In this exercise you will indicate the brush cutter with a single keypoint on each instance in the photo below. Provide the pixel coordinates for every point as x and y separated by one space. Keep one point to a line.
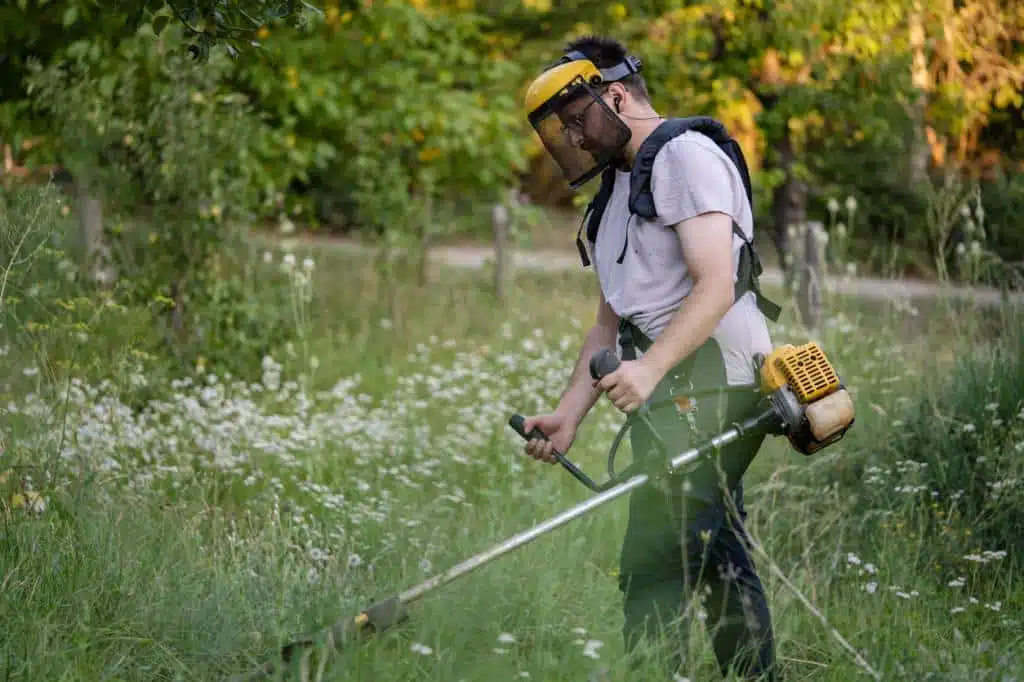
803 399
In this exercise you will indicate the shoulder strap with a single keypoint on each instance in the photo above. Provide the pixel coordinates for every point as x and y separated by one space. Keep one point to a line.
592 216
641 200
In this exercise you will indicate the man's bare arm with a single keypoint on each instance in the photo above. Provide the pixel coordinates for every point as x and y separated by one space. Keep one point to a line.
581 394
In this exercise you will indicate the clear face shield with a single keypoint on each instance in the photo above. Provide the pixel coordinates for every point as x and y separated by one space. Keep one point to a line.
581 132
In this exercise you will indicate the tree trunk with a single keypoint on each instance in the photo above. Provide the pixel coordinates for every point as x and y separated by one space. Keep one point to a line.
919 150
90 219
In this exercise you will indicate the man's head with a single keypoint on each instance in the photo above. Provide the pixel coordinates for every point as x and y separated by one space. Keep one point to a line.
587 107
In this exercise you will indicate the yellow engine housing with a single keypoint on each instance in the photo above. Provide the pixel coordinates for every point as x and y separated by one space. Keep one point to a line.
804 368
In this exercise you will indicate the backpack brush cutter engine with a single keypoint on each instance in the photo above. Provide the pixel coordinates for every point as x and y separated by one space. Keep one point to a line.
803 399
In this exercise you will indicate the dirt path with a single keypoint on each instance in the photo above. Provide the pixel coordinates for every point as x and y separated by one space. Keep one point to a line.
564 260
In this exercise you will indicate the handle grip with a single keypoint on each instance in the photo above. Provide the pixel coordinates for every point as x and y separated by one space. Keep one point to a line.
602 363
518 424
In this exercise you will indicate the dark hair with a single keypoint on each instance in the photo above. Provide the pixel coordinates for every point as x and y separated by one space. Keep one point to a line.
606 52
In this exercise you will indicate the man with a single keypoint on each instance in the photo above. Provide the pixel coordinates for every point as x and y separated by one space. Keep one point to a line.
667 282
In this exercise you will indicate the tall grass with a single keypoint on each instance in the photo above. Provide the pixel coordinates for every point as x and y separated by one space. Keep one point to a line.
186 537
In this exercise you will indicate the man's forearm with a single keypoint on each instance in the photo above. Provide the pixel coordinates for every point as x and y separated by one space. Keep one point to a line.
581 394
689 328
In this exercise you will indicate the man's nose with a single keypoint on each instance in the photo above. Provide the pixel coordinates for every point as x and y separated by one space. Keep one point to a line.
574 135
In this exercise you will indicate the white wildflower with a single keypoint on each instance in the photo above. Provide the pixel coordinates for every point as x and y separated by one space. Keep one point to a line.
591 646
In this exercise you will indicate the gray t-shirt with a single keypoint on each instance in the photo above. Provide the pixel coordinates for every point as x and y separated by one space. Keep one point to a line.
691 175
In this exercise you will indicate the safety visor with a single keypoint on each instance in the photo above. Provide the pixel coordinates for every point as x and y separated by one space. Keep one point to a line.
580 131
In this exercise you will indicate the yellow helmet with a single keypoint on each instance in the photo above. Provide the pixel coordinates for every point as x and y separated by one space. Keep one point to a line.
583 144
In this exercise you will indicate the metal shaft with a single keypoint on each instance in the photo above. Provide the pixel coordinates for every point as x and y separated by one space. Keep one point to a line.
529 535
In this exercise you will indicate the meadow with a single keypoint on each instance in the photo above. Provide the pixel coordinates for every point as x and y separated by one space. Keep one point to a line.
181 526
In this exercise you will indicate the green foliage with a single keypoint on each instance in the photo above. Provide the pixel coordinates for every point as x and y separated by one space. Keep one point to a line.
52 316
395 107
177 159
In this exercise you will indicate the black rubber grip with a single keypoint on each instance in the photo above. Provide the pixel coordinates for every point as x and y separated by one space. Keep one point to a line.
602 363
519 425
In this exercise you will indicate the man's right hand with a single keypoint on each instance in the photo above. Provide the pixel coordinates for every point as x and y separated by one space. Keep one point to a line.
560 431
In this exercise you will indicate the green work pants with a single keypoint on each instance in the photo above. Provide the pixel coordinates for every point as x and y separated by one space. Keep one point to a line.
683 543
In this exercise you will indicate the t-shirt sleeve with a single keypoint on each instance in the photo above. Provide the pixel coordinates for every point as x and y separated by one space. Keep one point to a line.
688 178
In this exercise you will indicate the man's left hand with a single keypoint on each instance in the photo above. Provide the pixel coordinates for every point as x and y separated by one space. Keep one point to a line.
630 385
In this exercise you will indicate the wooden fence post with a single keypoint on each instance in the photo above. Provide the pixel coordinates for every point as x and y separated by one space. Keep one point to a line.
501 219
811 273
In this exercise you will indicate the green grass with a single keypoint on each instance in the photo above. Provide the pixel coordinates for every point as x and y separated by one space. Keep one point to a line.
186 541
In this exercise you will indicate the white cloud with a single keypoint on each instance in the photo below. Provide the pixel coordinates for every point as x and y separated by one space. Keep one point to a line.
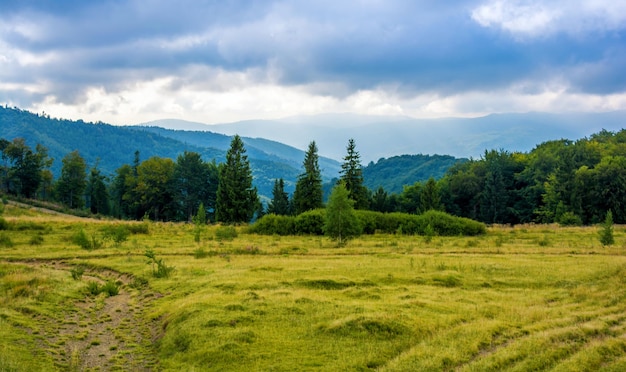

### To do
Show each line above that contains the string "green", copied in full. Matches must have the same case.

### Expected answer
In this exercise you will indicate the green foliage with a single keypoint on each instance in the photo above. Provide the pixel coordinates for every point as x and y separated by one space. Keep one point to a line.
In this exercise you will indicate the green work pants with a single keypoint on each instance in the photo above. Provide the pixel coordinates for every point as x and y separated by one space. Keep one point to a line.
In this exercise you will indicate the green grass with a single keypoint on each instance in the photo above. Provide the pixel coordinates for every point as x and y separated by one space. Keep one point to a line.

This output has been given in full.